In AnotherSamWilson/helperFuncs: Helper Functions for common manipuations

knitr::opts_chunk$set(echo = TRUE)
rm(list = ls())
options(width = 1000)

Dependencies

The formulas in this package require the following packages:

install.packages("data.table")    # data manipulation (Everything)
install.packages("e1071")         # skewness function for BoxCox transform (encodings.R)
install.packages("odbc")          # connecting to databases (odbc.R)

Introduction

This vignette shows you the different encodings available in helperFuncs and the affect of different parameters in each function. Normally, these functions would be stored as a package - however it is (probably) better practice to store the scripts with your project, so it is reproduceable and more easily inspectable. You also don't run into dependency problems.

One of the most difficult, painful things in predictive modeling is the introduction of new levels into categorical variables. These functions allow you to handle new levels however you want. These functions are not meant to replace the entire feature engineering process. They should be applied after a proper EDA, with an understanding of how the functions work.

The following encodings are available: Missing Value Imputation Frequency Encoding Rare Level Grouping Uniform (Range) Transformation Gaussian Scaling (mean centered, stdev adjusted) Box Cox transformation * Dummy Variables (lightening fast!)

We work with some sample data:

# data.table must be loaded to use this functions.
require(data.table,quietly = TRUE)

# Loads the functions
source("R/encodings.R")

# Loads the data.
catEncoding <- readRDS("Support/Data/catEncoding.RDS")
numericEncodings <- readRDS("Support/Data/numericEncodings.RDS")
catEncoding$floatingPoint <- rnorm(nrow(catEncoding))

The 'floatingPoint' column is meant to be left out from these encodings, since you would normally apply other types of transformations on a numeric column like this. Notice that GarageCars was included, even though it is also a number. Sometimes you may wish to perform these encodings on numeric values, so it is included in this example.

There is also a 'FoundationFactr' variable, which shows that these functions work as intended on factors.

Frequency Encoding

Frequency encoding is a common encoding type for tree models (gradient boosting, random forest). The general premise is that it converts a categorical variable into a number by replacing each value with the number of times that value shows up in the data.

First, we use the frequencyEncode function to create a 'freqDefs' object. This object gives you all the information you need to know about how your data will be encoded:

# Which variables do we want to encode - Remember we don't want to encode floatingPoint
catVars <- c("Foundation","FireplaceQu","GarageCars","Street","FoundationFactr")

# Create the freqDefs object
freqEncod_TRUE <- frequencyEncode(catEncoding,catVars,encodeNA = TRUE, allowNewLevels = TRUE)
freqEncod_FALSE <- frequencyEncode(catEncoding,catVars,encodeNA = FALSE, allowNewLevels = FALSE)

Searching through these objects, you will find the parameters used to make the object, as well as some 'tables'. The enc column is the value that will replace each level when you apply this transformation.

> PROBLEM DETAILS:
Reproduce the helperFuncs vignette from "rm(list = ls())" to "data manipulation (Everything)", switching "data manipulation" to "data wrangling".

[Dataset excerpt]
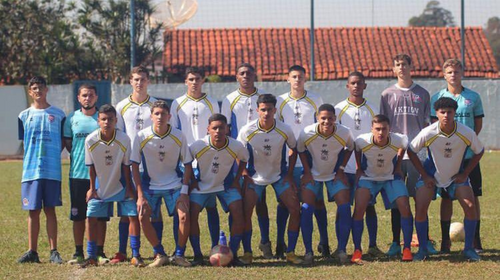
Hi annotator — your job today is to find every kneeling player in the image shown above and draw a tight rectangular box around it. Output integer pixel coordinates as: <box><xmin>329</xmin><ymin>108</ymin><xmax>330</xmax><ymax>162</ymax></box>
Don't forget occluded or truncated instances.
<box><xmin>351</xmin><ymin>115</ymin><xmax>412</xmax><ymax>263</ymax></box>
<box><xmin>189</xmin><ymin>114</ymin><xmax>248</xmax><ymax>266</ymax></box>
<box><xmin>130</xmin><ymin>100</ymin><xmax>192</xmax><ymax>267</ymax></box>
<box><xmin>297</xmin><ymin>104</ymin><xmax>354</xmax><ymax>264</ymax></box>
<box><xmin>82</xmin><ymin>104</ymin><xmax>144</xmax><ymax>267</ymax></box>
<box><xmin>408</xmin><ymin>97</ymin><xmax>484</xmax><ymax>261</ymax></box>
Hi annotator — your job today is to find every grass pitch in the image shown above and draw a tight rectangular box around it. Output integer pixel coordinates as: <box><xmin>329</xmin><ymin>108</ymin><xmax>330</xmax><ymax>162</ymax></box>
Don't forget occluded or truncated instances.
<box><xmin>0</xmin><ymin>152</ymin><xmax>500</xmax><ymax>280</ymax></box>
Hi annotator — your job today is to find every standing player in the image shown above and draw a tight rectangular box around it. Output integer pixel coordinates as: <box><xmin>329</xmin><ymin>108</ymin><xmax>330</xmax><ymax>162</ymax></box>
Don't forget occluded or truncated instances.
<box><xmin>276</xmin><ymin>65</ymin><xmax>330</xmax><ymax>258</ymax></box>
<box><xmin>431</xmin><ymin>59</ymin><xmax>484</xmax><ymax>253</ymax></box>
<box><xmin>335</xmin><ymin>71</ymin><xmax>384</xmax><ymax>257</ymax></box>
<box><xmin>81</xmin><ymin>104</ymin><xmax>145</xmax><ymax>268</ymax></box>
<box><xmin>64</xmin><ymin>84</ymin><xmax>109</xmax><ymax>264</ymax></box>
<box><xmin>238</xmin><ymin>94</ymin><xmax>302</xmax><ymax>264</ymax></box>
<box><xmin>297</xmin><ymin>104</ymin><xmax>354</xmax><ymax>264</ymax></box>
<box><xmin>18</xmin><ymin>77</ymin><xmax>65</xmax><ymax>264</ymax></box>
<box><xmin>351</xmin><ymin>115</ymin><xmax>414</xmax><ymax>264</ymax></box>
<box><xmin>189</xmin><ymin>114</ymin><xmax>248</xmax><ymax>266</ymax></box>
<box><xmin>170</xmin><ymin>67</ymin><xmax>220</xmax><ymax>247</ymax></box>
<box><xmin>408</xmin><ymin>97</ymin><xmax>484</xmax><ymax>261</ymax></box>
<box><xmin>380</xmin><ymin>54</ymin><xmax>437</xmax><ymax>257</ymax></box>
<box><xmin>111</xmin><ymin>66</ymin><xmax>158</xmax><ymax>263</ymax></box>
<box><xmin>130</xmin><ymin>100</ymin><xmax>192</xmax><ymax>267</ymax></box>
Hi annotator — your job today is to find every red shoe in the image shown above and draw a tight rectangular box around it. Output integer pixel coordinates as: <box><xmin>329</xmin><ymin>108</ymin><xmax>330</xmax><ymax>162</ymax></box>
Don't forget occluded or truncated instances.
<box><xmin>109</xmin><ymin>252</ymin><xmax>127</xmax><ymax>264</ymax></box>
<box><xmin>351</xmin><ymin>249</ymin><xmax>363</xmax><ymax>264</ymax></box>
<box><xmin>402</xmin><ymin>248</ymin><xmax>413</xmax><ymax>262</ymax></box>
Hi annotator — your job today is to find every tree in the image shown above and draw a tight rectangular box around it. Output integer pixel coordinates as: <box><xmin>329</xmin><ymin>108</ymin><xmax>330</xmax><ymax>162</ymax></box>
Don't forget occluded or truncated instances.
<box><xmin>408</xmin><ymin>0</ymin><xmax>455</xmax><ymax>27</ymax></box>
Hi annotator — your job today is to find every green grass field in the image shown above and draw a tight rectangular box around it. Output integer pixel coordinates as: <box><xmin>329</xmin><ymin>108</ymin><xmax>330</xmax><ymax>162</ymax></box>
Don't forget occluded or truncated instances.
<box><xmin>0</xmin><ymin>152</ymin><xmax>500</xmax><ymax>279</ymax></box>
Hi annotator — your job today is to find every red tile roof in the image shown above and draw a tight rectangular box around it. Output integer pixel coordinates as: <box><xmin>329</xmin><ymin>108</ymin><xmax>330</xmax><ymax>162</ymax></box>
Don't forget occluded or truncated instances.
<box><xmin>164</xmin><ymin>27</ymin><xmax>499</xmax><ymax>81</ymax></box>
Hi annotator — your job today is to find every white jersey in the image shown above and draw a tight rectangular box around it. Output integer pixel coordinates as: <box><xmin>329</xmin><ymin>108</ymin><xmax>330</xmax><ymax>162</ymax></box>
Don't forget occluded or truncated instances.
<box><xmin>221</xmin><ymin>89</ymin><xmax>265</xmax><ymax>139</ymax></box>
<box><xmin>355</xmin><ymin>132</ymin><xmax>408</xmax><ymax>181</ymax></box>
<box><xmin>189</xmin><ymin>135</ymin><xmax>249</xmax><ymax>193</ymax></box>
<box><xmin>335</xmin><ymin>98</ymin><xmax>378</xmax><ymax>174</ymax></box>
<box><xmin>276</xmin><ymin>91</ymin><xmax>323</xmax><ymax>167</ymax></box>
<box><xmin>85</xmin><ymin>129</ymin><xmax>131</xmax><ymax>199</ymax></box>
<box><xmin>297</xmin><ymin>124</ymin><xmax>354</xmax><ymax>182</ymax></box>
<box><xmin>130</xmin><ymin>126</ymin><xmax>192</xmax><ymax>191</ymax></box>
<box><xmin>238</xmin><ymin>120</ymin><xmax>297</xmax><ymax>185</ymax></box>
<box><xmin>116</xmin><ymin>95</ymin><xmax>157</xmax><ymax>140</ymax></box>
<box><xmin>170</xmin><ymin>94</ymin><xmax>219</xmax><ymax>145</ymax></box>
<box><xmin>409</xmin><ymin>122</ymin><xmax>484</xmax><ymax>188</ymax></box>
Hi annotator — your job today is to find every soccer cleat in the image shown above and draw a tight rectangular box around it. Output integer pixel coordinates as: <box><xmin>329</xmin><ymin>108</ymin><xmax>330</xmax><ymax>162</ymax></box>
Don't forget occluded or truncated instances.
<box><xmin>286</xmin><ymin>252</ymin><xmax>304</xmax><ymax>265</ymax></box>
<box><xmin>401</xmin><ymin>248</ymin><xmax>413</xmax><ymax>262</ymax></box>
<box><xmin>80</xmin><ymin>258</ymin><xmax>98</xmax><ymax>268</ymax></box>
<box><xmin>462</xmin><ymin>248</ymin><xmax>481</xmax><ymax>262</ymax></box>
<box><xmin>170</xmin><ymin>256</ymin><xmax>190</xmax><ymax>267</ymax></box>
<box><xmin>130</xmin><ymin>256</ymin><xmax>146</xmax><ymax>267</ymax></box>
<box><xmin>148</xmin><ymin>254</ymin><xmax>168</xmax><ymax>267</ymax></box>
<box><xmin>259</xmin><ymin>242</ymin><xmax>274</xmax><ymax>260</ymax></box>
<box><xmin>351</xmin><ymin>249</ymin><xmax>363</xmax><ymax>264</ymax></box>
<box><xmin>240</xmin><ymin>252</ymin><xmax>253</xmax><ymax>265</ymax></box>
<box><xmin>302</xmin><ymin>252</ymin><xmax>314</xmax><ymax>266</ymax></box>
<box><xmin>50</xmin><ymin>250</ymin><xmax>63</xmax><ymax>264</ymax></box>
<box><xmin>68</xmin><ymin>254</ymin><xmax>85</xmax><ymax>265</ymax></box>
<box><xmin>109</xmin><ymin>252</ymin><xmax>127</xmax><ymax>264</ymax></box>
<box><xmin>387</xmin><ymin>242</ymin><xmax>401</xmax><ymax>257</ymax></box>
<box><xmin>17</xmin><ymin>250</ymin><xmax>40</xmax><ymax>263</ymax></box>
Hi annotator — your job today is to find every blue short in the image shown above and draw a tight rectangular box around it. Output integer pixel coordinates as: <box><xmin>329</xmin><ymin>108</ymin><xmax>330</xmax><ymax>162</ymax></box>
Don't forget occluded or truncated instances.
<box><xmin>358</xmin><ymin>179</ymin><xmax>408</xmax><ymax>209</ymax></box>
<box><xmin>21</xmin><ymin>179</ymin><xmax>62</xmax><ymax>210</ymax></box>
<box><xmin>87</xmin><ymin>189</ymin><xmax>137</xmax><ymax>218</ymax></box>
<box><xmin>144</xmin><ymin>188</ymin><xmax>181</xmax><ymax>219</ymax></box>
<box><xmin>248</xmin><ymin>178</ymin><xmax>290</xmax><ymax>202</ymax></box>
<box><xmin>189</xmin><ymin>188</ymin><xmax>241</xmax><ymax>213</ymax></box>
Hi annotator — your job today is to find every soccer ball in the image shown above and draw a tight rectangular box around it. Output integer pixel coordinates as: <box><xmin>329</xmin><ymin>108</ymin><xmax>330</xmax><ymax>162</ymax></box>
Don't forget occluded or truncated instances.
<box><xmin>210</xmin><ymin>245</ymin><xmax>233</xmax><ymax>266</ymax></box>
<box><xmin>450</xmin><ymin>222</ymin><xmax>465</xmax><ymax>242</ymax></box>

> RESULT FOR THIS EXERCISE:
rm(list = ls())
options(width = 1000)

Dependencies

The formulas in this package require the following packages:

install.packages("data.table")    # data wrangling (Everything)